*Source*
════════
I guess the only prescription for these confused fans would be more cowbell.--Brooke Citron
1 -- Celebrity Jeopardy
While most kids coveted a spot on Legends of the Hidden Temple, my nerdy tween self desperately wanted to appear on Jeopardy. Every day after my daily dose of Saved by the Bell and Fresh Prince reruns, I'd change the channel to tune into Jeopardy, crossing my fingers that there wouldn't be a sports category to derail my winning streak. For me, Celebrity Jeopardy was even worse than a board devoted solely to sports. It featured inane categories, confused contestants, and a poor, frustrated Alex Trebek who looked even more tired and strained than my overtaxed teachers.
════════
*Material shown*
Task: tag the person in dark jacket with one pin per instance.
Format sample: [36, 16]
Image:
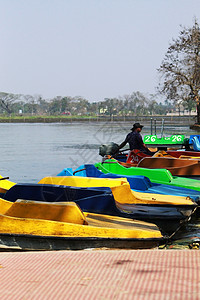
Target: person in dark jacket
[135, 140]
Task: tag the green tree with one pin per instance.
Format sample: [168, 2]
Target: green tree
[180, 68]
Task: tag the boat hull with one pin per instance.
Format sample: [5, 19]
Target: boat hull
[101, 201]
[176, 166]
[17, 242]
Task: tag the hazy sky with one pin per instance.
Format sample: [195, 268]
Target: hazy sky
[89, 48]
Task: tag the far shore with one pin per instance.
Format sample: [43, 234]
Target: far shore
[169, 120]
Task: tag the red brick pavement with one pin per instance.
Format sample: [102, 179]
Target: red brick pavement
[101, 274]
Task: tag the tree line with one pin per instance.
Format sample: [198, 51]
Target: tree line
[133, 104]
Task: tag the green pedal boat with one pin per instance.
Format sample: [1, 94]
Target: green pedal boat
[162, 176]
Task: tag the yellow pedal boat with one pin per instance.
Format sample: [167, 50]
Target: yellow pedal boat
[30, 225]
[121, 190]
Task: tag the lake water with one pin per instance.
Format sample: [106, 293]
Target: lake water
[30, 152]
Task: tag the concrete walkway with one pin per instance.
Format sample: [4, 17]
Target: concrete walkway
[101, 274]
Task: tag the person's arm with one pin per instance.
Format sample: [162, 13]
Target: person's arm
[122, 144]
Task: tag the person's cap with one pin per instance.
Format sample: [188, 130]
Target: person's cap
[137, 125]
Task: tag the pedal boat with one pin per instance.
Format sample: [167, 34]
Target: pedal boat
[155, 208]
[137, 183]
[31, 225]
[155, 175]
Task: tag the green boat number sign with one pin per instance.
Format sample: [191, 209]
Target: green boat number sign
[174, 139]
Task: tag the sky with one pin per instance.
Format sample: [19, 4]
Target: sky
[95, 49]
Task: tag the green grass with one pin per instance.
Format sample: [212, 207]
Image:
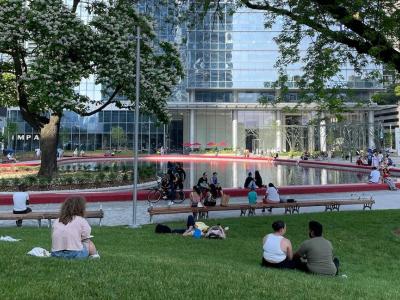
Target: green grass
[138, 264]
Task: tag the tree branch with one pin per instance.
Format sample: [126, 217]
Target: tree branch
[373, 43]
[100, 108]
[35, 120]
[75, 6]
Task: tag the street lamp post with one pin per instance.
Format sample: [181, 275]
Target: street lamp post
[136, 144]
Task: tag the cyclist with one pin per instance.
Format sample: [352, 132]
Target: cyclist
[180, 176]
[171, 186]
[165, 185]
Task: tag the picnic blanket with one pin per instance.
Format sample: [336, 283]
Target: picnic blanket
[39, 252]
[8, 238]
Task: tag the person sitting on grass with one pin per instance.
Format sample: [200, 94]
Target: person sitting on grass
[374, 176]
[216, 232]
[215, 187]
[71, 232]
[21, 200]
[317, 253]
[277, 250]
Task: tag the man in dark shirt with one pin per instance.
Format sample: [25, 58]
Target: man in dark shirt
[203, 182]
[249, 182]
[180, 176]
[318, 253]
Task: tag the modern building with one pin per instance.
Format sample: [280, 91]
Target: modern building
[229, 65]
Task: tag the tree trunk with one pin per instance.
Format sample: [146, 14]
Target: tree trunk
[48, 146]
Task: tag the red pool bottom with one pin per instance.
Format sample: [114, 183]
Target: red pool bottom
[53, 197]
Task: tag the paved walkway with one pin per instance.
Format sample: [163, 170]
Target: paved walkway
[120, 213]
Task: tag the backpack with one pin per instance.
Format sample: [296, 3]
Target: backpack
[161, 228]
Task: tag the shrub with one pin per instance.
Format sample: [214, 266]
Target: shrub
[100, 177]
[69, 179]
[16, 181]
[30, 180]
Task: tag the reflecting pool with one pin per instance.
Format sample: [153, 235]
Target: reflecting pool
[234, 173]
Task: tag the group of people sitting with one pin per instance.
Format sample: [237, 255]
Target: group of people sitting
[172, 181]
[251, 183]
[314, 255]
[375, 159]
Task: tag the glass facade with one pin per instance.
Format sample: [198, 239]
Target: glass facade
[229, 66]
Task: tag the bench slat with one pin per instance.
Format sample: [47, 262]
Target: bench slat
[243, 207]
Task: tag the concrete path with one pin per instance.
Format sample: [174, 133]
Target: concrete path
[120, 213]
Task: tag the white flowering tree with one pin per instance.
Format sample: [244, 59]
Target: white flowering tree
[51, 50]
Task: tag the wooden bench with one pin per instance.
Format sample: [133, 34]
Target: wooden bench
[47, 215]
[292, 207]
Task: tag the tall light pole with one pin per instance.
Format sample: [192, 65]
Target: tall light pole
[136, 144]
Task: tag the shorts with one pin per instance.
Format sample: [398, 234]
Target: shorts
[71, 254]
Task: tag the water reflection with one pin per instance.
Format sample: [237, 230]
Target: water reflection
[233, 174]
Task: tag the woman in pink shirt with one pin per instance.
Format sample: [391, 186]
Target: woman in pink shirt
[71, 231]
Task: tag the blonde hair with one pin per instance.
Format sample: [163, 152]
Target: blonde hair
[72, 206]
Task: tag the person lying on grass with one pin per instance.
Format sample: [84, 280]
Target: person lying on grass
[203, 230]
[277, 250]
[71, 232]
[317, 253]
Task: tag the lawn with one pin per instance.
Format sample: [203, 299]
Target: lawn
[138, 264]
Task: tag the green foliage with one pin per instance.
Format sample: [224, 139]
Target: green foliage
[8, 93]
[390, 96]
[154, 264]
[9, 131]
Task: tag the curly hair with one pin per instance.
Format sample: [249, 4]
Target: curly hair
[72, 206]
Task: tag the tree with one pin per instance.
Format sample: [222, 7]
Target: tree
[118, 136]
[10, 132]
[338, 32]
[64, 49]
[390, 96]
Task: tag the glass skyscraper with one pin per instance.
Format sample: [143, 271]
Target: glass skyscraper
[229, 64]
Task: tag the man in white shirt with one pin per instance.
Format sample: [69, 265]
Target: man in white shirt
[374, 176]
[375, 160]
[21, 200]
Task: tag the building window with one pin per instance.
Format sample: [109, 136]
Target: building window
[213, 97]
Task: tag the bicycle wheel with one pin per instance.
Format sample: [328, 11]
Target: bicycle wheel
[154, 196]
[180, 196]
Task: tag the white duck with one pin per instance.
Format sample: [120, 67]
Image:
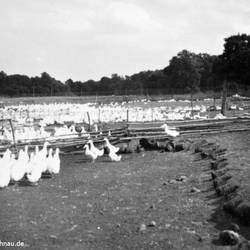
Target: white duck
[35, 173]
[18, 167]
[114, 157]
[49, 160]
[41, 157]
[56, 162]
[30, 163]
[110, 146]
[94, 149]
[89, 153]
[5, 169]
[170, 131]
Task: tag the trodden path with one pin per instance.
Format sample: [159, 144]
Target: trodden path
[132, 204]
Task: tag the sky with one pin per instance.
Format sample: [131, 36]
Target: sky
[89, 39]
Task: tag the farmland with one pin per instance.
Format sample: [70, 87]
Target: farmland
[105, 205]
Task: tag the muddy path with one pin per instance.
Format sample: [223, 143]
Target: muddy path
[104, 205]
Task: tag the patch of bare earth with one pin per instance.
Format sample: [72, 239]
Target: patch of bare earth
[104, 205]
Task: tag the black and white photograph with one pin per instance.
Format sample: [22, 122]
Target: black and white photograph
[125, 124]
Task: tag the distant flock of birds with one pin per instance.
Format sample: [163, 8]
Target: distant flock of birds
[31, 166]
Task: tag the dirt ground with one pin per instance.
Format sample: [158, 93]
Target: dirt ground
[102, 205]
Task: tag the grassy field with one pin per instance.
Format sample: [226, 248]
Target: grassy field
[97, 99]
[103, 205]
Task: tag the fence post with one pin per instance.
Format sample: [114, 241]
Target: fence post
[88, 120]
[13, 134]
[127, 117]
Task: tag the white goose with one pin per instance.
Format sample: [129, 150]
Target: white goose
[18, 167]
[5, 169]
[56, 162]
[114, 157]
[170, 131]
[49, 160]
[41, 157]
[110, 146]
[95, 150]
[89, 153]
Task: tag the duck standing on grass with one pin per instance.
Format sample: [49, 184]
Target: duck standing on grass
[56, 162]
[114, 157]
[94, 149]
[170, 131]
[89, 153]
[5, 169]
[110, 146]
[18, 168]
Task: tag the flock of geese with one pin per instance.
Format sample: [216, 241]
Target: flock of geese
[31, 166]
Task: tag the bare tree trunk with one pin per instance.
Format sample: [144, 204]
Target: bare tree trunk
[224, 98]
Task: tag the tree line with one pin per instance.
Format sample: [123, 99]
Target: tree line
[187, 72]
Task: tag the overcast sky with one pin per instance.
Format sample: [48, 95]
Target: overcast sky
[88, 39]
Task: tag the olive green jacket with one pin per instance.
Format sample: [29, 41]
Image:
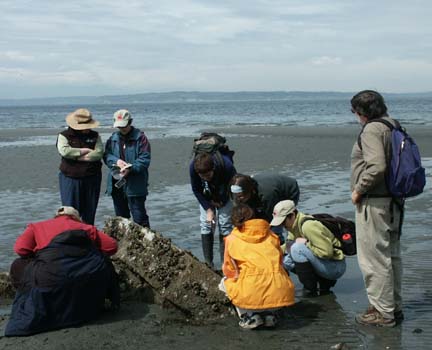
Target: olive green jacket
[320, 240]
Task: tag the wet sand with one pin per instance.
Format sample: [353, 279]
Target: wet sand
[317, 323]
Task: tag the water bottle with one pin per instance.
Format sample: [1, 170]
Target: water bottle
[348, 244]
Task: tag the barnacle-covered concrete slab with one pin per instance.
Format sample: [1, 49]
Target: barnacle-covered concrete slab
[147, 259]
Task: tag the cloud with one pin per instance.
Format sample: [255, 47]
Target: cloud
[167, 45]
[326, 60]
[16, 56]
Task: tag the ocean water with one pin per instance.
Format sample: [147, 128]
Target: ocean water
[173, 210]
[185, 118]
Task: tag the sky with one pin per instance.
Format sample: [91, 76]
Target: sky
[52, 48]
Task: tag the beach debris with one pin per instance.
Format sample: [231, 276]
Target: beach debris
[170, 276]
[7, 291]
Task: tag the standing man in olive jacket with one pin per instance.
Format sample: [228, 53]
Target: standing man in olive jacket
[378, 215]
[80, 174]
[127, 155]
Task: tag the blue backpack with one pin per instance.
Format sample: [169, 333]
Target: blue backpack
[405, 177]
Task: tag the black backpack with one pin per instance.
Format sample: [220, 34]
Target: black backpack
[210, 142]
[343, 229]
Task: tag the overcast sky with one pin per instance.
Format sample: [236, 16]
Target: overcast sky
[98, 47]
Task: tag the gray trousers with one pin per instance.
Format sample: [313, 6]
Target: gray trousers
[378, 253]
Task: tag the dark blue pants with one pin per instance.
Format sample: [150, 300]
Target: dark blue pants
[82, 194]
[125, 205]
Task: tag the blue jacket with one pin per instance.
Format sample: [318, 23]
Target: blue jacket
[218, 186]
[64, 285]
[137, 152]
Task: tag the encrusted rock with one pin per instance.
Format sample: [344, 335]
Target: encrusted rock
[169, 271]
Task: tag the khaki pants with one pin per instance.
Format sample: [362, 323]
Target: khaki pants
[378, 253]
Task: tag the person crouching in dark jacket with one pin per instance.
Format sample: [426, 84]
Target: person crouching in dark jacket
[63, 275]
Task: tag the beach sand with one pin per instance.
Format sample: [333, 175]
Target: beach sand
[316, 323]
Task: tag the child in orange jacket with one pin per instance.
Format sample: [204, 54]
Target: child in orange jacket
[255, 280]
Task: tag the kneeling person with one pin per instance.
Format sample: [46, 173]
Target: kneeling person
[255, 280]
[63, 275]
[312, 251]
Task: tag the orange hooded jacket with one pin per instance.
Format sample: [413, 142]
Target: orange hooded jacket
[255, 277]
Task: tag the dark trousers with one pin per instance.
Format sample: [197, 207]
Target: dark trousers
[125, 205]
[82, 194]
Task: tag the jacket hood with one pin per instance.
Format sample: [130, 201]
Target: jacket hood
[253, 231]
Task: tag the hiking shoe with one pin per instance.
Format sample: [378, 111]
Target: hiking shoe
[270, 321]
[399, 316]
[251, 322]
[372, 317]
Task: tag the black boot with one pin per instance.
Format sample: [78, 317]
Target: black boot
[222, 247]
[325, 284]
[307, 276]
[207, 244]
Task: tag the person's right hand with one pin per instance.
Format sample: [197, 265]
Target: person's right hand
[210, 215]
[121, 163]
[84, 151]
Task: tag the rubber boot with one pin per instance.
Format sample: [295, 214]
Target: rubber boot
[325, 284]
[307, 276]
[207, 244]
[222, 247]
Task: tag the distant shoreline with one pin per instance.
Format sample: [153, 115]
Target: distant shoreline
[191, 97]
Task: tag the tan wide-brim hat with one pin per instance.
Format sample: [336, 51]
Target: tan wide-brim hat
[81, 119]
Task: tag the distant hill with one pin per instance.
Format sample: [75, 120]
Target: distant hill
[188, 96]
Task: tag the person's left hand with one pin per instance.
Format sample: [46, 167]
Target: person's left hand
[355, 197]
[301, 240]
[125, 172]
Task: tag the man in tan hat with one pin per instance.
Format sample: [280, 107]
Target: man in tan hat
[80, 175]
[127, 155]
[63, 274]
[313, 252]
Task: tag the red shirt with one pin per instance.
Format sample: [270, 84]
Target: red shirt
[39, 234]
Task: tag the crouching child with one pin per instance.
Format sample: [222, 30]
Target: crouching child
[255, 280]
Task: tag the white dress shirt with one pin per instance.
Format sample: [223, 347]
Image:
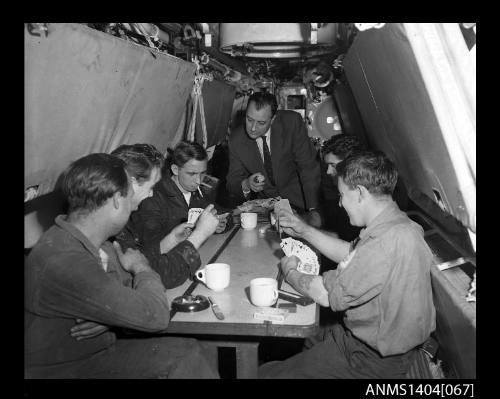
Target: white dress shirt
[267, 137]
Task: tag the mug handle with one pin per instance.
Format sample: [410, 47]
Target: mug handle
[200, 275]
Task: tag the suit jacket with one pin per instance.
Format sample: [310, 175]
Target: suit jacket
[296, 168]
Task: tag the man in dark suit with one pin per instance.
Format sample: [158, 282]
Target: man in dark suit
[271, 155]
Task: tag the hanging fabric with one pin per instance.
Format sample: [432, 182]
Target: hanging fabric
[197, 99]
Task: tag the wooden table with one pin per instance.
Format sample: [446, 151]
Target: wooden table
[250, 255]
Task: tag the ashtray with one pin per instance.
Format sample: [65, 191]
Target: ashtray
[190, 303]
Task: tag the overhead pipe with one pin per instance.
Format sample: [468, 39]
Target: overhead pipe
[173, 27]
[152, 30]
[228, 73]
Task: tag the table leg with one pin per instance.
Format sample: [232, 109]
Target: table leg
[212, 351]
[247, 359]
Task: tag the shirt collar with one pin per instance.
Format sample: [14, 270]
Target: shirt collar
[77, 234]
[380, 223]
[267, 134]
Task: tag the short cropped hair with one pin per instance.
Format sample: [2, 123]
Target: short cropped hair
[262, 99]
[371, 169]
[342, 145]
[140, 159]
[89, 181]
[184, 151]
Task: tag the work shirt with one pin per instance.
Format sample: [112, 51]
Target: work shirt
[384, 285]
[65, 279]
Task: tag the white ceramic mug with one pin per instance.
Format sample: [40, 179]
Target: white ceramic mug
[263, 291]
[215, 276]
[248, 220]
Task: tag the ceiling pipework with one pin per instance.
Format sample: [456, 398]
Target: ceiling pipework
[277, 40]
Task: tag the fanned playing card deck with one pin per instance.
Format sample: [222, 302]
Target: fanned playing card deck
[193, 214]
[282, 204]
[309, 263]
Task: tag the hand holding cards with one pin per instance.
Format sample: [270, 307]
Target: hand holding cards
[308, 259]
[193, 215]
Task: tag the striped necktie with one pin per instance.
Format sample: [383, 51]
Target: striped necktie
[268, 165]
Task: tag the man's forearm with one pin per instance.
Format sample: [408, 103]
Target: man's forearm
[332, 247]
[309, 285]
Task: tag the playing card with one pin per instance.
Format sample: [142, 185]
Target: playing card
[308, 259]
[282, 204]
[193, 214]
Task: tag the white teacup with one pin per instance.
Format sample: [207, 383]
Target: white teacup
[263, 291]
[248, 220]
[215, 276]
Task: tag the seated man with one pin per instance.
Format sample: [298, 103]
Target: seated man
[271, 155]
[172, 254]
[382, 284]
[334, 150]
[73, 272]
[166, 212]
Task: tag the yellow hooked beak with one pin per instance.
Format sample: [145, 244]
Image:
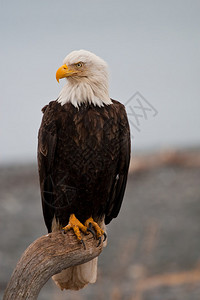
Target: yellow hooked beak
[64, 71]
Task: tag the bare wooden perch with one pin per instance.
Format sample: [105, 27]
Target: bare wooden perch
[45, 257]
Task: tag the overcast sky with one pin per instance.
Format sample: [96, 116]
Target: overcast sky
[152, 47]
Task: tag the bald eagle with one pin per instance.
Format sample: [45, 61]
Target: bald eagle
[83, 157]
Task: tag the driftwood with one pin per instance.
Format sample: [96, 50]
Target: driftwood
[45, 257]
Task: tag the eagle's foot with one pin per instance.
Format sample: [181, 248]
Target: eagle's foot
[77, 227]
[90, 223]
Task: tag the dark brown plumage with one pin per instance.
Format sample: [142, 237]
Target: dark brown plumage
[83, 160]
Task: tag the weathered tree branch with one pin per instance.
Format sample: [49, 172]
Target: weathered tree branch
[45, 257]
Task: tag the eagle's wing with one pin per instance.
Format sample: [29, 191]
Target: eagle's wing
[120, 177]
[47, 139]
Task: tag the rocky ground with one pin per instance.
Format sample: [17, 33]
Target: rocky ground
[153, 250]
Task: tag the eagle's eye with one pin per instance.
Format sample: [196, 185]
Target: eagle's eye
[79, 64]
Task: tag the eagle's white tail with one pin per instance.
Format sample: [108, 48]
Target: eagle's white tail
[76, 278]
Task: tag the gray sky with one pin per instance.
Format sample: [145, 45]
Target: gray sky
[150, 46]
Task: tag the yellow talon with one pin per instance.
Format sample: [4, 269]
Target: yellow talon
[76, 225]
[99, 231]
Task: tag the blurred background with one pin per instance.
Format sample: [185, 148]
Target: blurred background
[152, 49]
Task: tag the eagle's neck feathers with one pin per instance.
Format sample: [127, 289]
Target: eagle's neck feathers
[84, 90]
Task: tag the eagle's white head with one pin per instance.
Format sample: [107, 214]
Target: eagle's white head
[87, 79]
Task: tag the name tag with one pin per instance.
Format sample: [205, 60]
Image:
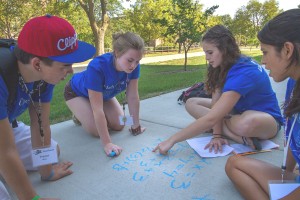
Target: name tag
[44, 156]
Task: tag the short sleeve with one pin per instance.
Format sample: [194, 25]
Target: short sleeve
[94, 79]
[3, 99]
[240, 84]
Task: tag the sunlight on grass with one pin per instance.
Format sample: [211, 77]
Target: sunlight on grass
[156, 79]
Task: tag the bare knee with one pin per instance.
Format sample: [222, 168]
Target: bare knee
[190, 103]
[246, 126]
[116, 127]
[230, 165]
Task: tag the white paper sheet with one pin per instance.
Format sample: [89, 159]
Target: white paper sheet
[280, 190]
[199, 143]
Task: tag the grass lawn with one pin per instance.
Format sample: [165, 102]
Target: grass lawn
[156, 79]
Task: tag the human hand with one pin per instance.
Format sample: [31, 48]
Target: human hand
[163, 147]
[216, 144]
[137, 130]
[59, 171]
[110, 147]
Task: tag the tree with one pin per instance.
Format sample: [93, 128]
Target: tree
[250, 19]
[188, 23]
[99, 14]
[143, 15]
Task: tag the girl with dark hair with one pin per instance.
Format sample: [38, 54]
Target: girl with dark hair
[243, 107]
[280, 44]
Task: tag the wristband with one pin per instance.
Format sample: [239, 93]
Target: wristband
[136, 131]
[49, 177]
[36, 197]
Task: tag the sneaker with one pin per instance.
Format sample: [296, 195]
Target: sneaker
[76, 121]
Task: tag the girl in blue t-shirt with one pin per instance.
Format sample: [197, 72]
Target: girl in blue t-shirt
[47, 47]
[90, 94]
[280, 44]
[243, 107]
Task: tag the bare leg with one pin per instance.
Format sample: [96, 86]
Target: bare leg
[250, 124]
[84, 114]
[251, 176]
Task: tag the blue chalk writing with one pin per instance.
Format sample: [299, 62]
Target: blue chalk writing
[182, 185]
[137, 177]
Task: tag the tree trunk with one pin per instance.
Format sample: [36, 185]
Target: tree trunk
[98, 28]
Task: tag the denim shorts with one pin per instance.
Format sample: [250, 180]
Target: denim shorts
[69, 93]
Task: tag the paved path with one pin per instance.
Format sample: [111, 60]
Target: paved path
[139, 173]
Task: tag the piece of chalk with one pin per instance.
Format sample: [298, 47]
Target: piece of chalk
[112, 154]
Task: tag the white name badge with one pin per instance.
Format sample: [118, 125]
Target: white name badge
[126, 120]
[278, 190]
[44, 156]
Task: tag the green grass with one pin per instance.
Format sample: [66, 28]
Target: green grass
[156, 79]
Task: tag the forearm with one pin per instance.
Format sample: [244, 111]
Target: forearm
[134, 109]
[38, 142]
[199, 126]
[101, 126]
[13, 172]
[290, 162]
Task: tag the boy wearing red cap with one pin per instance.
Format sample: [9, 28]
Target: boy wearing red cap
[46, 49]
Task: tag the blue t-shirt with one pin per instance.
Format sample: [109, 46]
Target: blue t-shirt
[252, 82]
[21, 101]
[102, 76]
[295, 138]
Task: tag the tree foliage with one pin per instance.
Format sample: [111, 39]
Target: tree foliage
[187, 23]
[249, 19]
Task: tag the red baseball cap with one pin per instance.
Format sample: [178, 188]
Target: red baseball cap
[55, 38]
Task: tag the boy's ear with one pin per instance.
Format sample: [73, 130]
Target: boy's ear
[35, 61]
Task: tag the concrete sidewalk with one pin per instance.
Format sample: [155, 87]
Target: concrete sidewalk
[139, 173]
════════
*Actions to take*
**1)** Using the Celebrity Jeopardy passage, decide whether each statement agrees with it. (a) The writer watched Jeopardy after reruns of Saved by the Bell and Fresh Prince. (b) As a tween, the writer most wanted a spot on Legends of the Hidden Temple. (c) The writer liked Celebrity Jeopardy better than a board made up only of sports. Answer yes or no for each, and quote the deciding words from the passage.
**2)** Rewrite the Celebrity Jeopardy passage between "I guess the" and "my overtaxed teachers.", inclusive, substituting "Wheel of Fortune" for every instance of "Jeopardy".
**3)** In the Celebrity Jeopardy passage, what did the writer hope the day's Jeopardy board would not include?

*Expected outputs*
**1)**
(a) Yes: "Every day after my daily dose of Saved by the Bell and Fresh Prince reruns, I'd change the channel to tune into Jeopardy"
(b) No: "While most kids coveted a spot on Legends of the Hidden Temple, my nerdy tween self desperately wanted to appear on Jeopardy."
(c) No: "For me, Celebrity Jeopardy was even worse than a board devoted solely to sports."

**2)**
I guess the only prescription for these confused fans would be more cowbell.--Brooke Citron
1 -- Celebrity Wheel of Fortune
While most kids coveted a spot on Legends of the Hidden Temple, my nerdy tween self desperately wanted to appear on Wheel of Fortune. Every day after my daily dose of Saved by the Bell and Fresh Prince reruns, I'd change the channel to tune into Wheel of Fortune, crossing my fingers that there wouldn't be a sports category to derail my winning streak. For me, Celebrity Wheel of Fortune was even worse than a board devoted solely to sports. It featured inane categories, confused contestants, and a poor, frustrated Alex Trebek who looked even more tired and strained than my overtaxed teachers.

**3)** A sports category.